選定抜粋 ->
++++++++

暮らしに密着した経済の話題を取り上げる「暮らし×経済」です。今回は「高騰が続くコメ」です。
在庫があるのになぜ高値?
岡山市東区の農園では毎日、新米の出荷作業が行われています。今シーズンは当初、夏の猛暑の影響による高温障害で収穫量が減るとみられていました。
(一所懸命農園/岩本英隆 社長)
「高温障害ありましたけれども、そこまで大騒ぎするほどじゃなかったですね。(できは)平年並みぐらいですかね」
さらに、2024年のコメ騒動を受け、この農園では今シーズン、作付面積を約5%増やしたため出荷量も昨シーズンと比べ数%増えています。
(一所懸命農園/岩本英隆 社長)
「今年はおコメが高いというのが分かっていたので、いくつか増やそうかと思って(作付面積を)増やしています。おコメが高いので増やしているところが多いと思いますけどね」
生産は順調に見えますが、収穫量の増加で卸業者などから農家さんにこんな話も出ているそうです。
(一所懸命農園/岩本英隆 社長)
「もう足りたので今年はいらないというところも出てきているみたいな話は聞いていますけどね。日本全国おコメを増やしているのでこうなることは分かってましたし。コメがあふれてきているんで取引価格も少しずつ安くなっているよっていう情報は入ってきてますね」
農林水産省によりますと、2025年産のコメの生産量は約748万tと予想されています。2024年産と比べて68万5000t増えています。
一方で食べる量、需要量は最大で711万tと見込まれていて、5%ほど供給量が上回りコメ不足と言われていた状況からは脱却しそうです。
今後価格は下がる?
この需給バランスにより価格は下落しそうですが、現状は?
(松木梨菜リポート)
「岡山市内のスーパーでの店頭の販売価格をみてみますと、4600円~4700円ほどで販売されています」
(グランドマート/岡本和恵 取締役)
「新米になると卸さんによって5kgあたり100円~500円銘柄によって値上がりの話がきてまして。一部の業者さんは動きが悪いと銘柄によっては下げてもらえるものもあるんですけど、大幅な値下げは当社には届いてないところですね」
農林水産省によりますと、11月3日から1週間の全国のスーパーのコメの平均販売価格は5kgで4316円と前の週より81円上昇し、2022年3月の統計開始以降、約半年ぶりに「最高値」を更新しました。
専門家「卸業者が高い値段で買い付けているのが原因」
生産量が上回っている状況にも関わらず、なぜ「最高値」となっているのでしょうか。コメの価格を研究する専門家は、その要因の一つとして2025年ならではの事情をあげます。

++++++++

依頼 ->
上のコメ価格高騰の記事を、最後の文の続きから書き進めること。

提示データ ->
++++++++

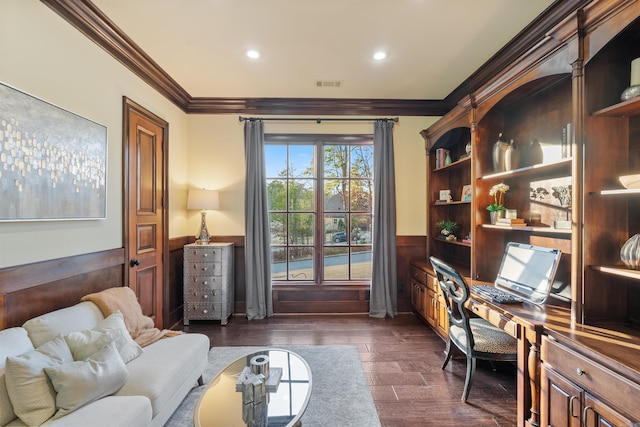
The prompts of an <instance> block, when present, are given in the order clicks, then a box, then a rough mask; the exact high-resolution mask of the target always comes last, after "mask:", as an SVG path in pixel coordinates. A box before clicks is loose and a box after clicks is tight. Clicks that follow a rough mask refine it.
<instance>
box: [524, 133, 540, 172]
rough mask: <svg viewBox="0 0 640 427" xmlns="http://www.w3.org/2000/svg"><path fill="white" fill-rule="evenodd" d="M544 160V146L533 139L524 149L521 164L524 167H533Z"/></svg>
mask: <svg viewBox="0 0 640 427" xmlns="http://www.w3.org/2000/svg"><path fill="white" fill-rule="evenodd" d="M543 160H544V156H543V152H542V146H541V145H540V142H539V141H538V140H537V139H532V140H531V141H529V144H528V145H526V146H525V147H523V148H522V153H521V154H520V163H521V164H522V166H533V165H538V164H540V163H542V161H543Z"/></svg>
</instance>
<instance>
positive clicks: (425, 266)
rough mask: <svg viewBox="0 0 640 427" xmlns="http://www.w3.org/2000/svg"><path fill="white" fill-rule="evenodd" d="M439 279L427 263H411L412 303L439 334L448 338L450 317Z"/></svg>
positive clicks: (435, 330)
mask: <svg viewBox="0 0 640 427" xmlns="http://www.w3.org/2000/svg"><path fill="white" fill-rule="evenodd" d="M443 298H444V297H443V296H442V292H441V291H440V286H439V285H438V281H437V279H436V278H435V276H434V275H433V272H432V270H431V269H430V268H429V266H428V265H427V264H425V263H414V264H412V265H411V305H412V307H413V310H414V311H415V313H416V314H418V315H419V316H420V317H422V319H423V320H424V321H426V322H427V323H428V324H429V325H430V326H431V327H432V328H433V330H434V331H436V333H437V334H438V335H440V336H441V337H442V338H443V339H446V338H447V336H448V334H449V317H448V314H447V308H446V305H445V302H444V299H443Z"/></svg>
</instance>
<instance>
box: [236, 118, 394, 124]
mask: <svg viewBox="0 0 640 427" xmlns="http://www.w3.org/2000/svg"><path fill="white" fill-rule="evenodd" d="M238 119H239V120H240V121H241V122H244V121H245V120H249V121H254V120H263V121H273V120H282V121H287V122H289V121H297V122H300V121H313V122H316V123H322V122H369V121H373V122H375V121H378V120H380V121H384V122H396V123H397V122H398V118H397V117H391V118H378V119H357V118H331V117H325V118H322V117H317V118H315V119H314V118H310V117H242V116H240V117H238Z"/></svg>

++++++++

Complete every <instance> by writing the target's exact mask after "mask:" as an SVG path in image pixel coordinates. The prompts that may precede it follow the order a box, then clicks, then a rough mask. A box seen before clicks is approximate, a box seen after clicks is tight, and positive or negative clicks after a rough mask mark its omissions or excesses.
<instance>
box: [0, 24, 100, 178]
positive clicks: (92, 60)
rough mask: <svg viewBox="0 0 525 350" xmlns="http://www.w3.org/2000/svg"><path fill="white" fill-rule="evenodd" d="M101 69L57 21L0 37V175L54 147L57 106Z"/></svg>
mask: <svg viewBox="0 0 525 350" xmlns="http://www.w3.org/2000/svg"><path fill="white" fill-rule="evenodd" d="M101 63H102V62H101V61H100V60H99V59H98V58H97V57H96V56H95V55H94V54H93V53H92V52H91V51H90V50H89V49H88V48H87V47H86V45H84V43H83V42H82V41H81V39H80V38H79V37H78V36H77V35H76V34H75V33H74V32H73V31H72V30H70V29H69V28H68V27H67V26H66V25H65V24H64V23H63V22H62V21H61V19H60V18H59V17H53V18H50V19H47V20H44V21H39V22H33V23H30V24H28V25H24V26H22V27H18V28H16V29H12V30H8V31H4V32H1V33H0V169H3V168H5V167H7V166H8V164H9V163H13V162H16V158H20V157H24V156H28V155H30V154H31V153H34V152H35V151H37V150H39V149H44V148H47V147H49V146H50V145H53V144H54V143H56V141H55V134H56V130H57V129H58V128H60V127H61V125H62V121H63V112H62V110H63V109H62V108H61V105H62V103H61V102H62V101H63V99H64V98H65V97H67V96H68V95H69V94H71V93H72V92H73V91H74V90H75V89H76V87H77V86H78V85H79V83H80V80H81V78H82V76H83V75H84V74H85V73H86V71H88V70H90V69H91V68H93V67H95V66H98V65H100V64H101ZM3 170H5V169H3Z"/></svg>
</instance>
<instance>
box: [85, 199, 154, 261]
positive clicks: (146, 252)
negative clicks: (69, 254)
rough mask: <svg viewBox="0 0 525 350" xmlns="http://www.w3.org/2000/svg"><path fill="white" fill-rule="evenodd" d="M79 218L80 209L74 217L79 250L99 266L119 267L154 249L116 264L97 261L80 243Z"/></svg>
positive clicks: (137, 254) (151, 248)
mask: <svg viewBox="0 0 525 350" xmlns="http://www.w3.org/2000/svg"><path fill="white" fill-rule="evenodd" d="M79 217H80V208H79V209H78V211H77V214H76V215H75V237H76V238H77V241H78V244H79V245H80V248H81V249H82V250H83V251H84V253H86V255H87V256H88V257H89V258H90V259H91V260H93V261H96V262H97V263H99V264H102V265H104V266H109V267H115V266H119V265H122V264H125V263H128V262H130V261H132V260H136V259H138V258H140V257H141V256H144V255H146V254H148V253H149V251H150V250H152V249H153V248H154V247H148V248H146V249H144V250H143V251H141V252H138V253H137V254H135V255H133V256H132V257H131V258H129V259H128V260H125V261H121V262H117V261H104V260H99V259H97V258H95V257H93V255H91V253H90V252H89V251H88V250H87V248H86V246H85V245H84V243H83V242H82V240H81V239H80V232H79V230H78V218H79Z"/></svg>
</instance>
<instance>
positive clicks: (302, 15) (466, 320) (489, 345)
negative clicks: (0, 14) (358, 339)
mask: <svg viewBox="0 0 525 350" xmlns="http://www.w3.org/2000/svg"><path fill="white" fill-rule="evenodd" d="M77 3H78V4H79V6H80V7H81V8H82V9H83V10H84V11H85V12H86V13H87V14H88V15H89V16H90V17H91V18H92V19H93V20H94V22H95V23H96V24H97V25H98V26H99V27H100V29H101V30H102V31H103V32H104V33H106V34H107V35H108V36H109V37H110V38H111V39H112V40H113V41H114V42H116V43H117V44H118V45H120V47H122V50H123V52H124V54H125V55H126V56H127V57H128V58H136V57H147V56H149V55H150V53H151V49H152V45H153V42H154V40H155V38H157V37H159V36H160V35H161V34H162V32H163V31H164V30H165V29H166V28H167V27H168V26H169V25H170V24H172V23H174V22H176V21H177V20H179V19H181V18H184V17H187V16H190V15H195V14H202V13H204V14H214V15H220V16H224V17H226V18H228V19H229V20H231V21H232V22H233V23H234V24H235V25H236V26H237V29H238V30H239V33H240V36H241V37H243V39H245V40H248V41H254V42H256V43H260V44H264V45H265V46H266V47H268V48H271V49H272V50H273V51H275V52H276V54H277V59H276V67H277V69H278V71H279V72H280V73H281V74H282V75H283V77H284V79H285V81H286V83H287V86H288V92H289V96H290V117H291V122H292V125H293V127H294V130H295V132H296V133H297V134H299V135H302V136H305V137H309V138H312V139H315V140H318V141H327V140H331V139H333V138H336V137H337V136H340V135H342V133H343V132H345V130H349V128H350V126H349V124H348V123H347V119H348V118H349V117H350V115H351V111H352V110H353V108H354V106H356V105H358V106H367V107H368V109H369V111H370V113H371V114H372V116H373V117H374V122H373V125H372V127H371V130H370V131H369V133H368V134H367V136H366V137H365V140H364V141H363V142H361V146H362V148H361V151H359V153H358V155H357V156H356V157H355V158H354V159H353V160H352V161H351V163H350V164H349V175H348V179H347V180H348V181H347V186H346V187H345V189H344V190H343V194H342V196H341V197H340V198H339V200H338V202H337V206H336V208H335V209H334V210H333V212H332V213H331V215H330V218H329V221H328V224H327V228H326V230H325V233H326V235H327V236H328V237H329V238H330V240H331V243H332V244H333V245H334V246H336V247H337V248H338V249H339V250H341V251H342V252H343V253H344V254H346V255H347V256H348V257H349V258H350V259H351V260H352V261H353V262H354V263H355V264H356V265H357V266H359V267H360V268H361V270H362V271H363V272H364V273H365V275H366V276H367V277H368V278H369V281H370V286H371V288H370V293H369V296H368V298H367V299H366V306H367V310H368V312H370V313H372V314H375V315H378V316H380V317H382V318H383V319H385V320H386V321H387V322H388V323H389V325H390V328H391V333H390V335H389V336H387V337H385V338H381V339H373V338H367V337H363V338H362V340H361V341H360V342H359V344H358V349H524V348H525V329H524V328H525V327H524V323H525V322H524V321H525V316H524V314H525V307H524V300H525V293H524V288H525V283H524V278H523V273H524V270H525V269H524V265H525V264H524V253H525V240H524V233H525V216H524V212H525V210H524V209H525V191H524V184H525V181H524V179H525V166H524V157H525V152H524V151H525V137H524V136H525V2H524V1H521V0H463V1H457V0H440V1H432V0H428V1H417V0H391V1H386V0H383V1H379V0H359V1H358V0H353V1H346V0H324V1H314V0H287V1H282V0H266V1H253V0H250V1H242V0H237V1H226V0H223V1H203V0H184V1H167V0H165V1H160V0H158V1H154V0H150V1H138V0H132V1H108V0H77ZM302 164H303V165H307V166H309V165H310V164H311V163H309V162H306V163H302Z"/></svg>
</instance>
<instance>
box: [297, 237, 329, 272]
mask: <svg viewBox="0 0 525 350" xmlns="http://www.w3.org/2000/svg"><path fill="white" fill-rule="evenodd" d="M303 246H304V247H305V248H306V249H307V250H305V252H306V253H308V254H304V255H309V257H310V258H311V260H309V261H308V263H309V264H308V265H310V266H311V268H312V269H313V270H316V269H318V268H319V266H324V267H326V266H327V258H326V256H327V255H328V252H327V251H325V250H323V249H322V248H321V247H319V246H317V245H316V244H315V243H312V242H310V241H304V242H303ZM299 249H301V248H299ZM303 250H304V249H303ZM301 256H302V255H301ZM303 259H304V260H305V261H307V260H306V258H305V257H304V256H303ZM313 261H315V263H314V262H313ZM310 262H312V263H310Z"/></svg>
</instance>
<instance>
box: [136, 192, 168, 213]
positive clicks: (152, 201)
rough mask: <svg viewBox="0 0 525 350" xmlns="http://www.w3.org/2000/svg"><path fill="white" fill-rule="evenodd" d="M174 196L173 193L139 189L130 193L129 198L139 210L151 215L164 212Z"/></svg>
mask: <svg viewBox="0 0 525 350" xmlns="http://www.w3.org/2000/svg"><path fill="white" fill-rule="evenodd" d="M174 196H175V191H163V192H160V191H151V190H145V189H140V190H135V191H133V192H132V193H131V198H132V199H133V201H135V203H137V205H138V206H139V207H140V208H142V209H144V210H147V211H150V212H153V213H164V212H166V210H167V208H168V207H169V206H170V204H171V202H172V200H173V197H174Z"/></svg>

++++++++

回答欄 ->
(ニッセイ基礎研究所/小前田大介さん)
「もともと集荷競争になることを見込んで卸業者が生産者から高い値段で買い付けているのが原因と思っています。在庫は積み上がりつつ、卸としては高い値段で仕入れているので自身の会社の儲けを減らすことになるので、損を被ってでも出していくのかどうかってところになってくるのかなと」
在庫はあるものの価格が高いのは、根本に2024年から続く「コメ不足」が影響しているようです。
では今後どうなるのでしょうか。農林水産省が10月に公表した玄米60kg当たりの相対取引価格と民間在庫量の推移です。この相対取引価格とは、JAなどの集荷業者と卸売業者の間で取引される価格のことです。
それぞれの年の6月末時点の民間在庫量は2025年と2024年がやはり少なく、相対取引価格もこれまでにないほど上がっています。
2026年は2025年の約1.5倍にあたる量の民間在庫が確保できる見通しで、それによって価格も下がるのではないかと農水省は分析しています。
実際に専門家も5kg当たりの平均販売価格が2026年1月には4000円前後になるのではないかとある程度は下がる見通しを示しています。
年始に食べる「餅」も高騰
一方で、年末年始などに食べる機会が増える「餅」は、高騰しているようです。岡山市東区の農園では―
(一所懸命農園/岩本英隆 社長)
「ココノエモチっていうもち米です。今年は高級ですよ、餅が。もち米つくる人が少ないから。みんな主食用が高いのがわかってるからそっちをつくってもち米をつくらなかったから少ない。(業者も)全然ないって言ってましたね」
スーパーでは餅の販売価格が2024年に比べて約1.3倍になっていました。
(買い物客は―)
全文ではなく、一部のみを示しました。